TASKS:
1. In the essay about leaving the Church of Bible Understanding, who is the only person known to have read the letter?
2. Reproduce the passage of the essay between "Over the past" and "view and dilemma.", inclusive.

1993, 08/15. Why I Desire to Leave The Church of Bible Understanding.

 I wrote this paper about why I wanted to leave the Church of Bible Understanding, because no one wanted to talk to me or listen to any of the ideas I had for changes we could make in the church.   

I thought if I wrote down my ideas and passed out copies, church members would read it and there could be a dialog about these issues.  I made an appeal at the end of my essay for others to write their own essays and called for dialog among church members. I soon found out that the only dialog that followed was that I was told I was not permitted to speak, that I should not be around the new converts (because I was “poison”) and that if I believed the things I wrote, I should leave.

As far as I know, only Paul B. read my letter.  He agreed to let me read it to him as we were driving.  He said I had a point about one thing – but he would not tell me what it was.

Other church members knew I had written something that was not in complete agreement and whole hearted commitment to our way of life.  A Sister sarcastically commented in one meeting, “I heard about your letter of love.”  But for sure, none of the contents were going to be heard or be dealt with objectively.

Writing it reflected a final hope I had that things could change here and that I wouldn’t have to leave.  I knew these things, and more, would have to be talked about and dealt with.  But from the title of my essay, it can be seen rather clearly that the writing was already on the wall.  If I wanted a change in my life, I was going to have to leave there:



Why I Desire to Leave the Church of Bible Understanding

by Jim LaRue

Over the past days I have begun to speak my mind about things which I have kept hidden for the last two years.  In so doing, I have found that I was met with a wall of words – so much so that it’s hard to get a word in, or to explain my point of view and dilemma.

Most of this talk was centered in being asked in what spirit I am speaking in.  (Alluding to the idea that I am in the “devil’s” spirit, since besides the Holy Spirit, there is only one other “what spirit,” which is Satan.   According to our theology there are only two “spirits,” since no one is allowed to say he is speaking in his own spirit.  This leads to the useless dead end of trying to prove to everybody what spirit I am in and that I must be in a right spirit in order to speak.  And of course, the view is that if I am in a right spirit, I would not say these things.  So, it’s a useless double bind if I allow myself to get caught up in it.)

Region labeling records

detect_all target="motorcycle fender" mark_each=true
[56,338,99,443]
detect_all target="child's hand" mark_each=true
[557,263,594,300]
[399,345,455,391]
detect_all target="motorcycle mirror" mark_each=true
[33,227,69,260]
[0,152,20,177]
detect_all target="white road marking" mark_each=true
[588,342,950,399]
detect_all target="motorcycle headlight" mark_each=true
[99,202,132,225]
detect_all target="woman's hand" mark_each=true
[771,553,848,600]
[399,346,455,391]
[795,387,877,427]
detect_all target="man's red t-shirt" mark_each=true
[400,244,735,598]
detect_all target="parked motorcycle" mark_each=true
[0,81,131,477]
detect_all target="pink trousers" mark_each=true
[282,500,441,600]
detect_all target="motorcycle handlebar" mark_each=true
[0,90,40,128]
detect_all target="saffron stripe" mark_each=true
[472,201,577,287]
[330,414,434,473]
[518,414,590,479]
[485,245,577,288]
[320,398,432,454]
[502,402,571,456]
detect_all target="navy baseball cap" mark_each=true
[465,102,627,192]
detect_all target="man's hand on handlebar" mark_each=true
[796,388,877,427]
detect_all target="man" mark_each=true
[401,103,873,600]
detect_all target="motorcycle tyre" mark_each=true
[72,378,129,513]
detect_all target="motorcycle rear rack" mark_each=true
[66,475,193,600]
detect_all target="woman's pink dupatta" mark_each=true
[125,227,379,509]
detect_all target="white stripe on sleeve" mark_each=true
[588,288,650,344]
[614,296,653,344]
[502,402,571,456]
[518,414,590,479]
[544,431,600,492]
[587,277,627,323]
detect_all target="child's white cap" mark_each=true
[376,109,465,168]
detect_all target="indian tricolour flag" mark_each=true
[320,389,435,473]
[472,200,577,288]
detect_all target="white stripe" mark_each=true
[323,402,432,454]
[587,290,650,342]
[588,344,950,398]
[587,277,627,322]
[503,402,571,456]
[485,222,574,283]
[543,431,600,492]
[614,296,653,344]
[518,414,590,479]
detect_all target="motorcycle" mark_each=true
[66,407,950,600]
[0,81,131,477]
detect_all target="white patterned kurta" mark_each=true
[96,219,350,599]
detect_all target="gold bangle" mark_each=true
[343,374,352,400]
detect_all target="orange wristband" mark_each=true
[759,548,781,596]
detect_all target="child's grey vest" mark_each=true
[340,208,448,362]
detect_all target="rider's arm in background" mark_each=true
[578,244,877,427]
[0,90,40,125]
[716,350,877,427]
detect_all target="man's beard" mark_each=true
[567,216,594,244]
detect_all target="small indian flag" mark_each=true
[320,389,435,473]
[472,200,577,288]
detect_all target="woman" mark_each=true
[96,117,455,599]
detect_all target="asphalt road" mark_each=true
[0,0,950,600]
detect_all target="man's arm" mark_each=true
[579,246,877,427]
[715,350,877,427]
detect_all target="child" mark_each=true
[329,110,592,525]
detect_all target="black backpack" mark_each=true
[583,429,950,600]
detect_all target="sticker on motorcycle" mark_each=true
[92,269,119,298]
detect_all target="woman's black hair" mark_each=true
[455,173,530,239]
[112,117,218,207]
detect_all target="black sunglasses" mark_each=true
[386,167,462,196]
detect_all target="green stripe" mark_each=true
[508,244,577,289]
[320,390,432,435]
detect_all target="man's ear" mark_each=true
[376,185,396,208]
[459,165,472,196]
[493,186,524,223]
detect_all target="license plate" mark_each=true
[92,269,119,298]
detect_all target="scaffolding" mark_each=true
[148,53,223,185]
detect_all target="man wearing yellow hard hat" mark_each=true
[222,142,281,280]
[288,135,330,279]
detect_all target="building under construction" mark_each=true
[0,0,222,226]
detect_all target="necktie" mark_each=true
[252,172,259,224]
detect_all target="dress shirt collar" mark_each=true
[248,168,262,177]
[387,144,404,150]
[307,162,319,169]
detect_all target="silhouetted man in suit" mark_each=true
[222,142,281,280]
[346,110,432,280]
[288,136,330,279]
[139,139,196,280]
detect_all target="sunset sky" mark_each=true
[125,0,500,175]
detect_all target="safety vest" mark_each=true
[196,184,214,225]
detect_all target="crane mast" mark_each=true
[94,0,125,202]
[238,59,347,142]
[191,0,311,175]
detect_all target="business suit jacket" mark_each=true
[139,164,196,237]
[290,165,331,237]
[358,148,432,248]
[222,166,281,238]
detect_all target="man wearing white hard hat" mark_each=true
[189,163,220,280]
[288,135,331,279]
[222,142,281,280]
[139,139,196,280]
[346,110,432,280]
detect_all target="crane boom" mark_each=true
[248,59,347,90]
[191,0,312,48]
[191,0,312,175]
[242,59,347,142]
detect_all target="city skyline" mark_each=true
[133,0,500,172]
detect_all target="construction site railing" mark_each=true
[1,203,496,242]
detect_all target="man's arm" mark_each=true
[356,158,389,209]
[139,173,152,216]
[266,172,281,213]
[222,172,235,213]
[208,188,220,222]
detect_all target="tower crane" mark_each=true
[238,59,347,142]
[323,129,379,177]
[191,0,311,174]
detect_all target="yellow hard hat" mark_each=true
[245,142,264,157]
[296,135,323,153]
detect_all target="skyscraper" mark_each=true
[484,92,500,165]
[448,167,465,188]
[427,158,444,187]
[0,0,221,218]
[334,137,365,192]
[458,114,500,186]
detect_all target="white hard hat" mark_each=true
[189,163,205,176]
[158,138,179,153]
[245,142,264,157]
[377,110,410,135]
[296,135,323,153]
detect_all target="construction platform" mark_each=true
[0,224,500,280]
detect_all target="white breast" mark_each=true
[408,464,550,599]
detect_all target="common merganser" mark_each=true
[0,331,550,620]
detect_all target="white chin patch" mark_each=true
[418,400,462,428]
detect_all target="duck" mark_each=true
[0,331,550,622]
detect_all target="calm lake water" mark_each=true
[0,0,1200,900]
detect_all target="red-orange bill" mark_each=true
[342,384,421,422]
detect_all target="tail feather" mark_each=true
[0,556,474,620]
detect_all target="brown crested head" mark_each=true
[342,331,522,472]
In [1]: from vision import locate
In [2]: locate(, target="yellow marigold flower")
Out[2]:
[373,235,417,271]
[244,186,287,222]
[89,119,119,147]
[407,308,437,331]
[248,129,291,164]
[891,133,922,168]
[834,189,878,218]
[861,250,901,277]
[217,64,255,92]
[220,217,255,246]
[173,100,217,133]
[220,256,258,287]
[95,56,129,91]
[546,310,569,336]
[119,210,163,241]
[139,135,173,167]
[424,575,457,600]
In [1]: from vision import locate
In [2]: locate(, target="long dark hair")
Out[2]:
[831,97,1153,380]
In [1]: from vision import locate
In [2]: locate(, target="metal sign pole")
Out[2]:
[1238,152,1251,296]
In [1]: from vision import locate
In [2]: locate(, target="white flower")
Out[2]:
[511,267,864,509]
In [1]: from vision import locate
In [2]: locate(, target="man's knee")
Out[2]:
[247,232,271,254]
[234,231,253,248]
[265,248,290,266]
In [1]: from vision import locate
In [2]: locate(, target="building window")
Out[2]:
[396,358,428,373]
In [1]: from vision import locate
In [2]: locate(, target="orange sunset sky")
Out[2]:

TASK RESPONSES:
1. Paul B.

2.
Over the past days I have begun to speak my mind about things which I have kept hidden for the last two years.  In so doing, I have found that I was met with a wall of words – so much so that it’s hard to get a word in, or to explain my point of view and dilemma.